━━━ Dataset excerpts ━━━

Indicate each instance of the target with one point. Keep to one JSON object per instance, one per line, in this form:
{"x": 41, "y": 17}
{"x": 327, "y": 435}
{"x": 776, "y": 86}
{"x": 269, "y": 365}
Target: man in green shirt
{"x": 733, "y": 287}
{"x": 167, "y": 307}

━━━

(How to complete this task) Write down every record shown above precisely.

(Answer space)
Indicate each instance of the target with one point. Keep to one JSON object per instance, one per line, in this form:
{"x": 41, "y": 17}
{"x": 327, "y": 435}
{"x": 776, "y": 86}
{"x": 269, "y": 365}
Target: man in green shirt
{"x": 733, "y": 287}
{"x": 167, "y": 307}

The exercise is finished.